[Dataset entries]
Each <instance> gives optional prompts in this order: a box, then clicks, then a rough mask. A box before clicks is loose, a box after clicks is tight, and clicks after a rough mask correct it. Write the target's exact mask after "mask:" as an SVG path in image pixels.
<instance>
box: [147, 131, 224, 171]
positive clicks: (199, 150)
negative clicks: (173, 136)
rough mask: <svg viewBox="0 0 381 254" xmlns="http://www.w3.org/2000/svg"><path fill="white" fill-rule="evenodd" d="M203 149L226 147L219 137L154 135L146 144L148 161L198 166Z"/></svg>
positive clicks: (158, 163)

> Task directions:
Each entry above is to be written out exactly.

> Exercise solution:
Each <instance> gives optional prompts in this order: a box, then clicks, then a rough mask. A box before clicks is loose, a box after clicks is tight, and clicks after a rough mask correct it. Write the target's exact mask after "mask:" as an SVG path in image pixels.
<instance>
box: [147, 131, 224, 171]
positive clicks: (199, 150)
negative clicks: (173, 136)
rough mask: <svg viewBox="0 0 381 254" xmlns="http://www.w3.org/2000/svg"><path fill="white" fill-rule="evenodd" d="M203 149L226 147L219 137L154 135L146 144L148 161L198 166Z"/></svg>
positive clicks: (158, 163)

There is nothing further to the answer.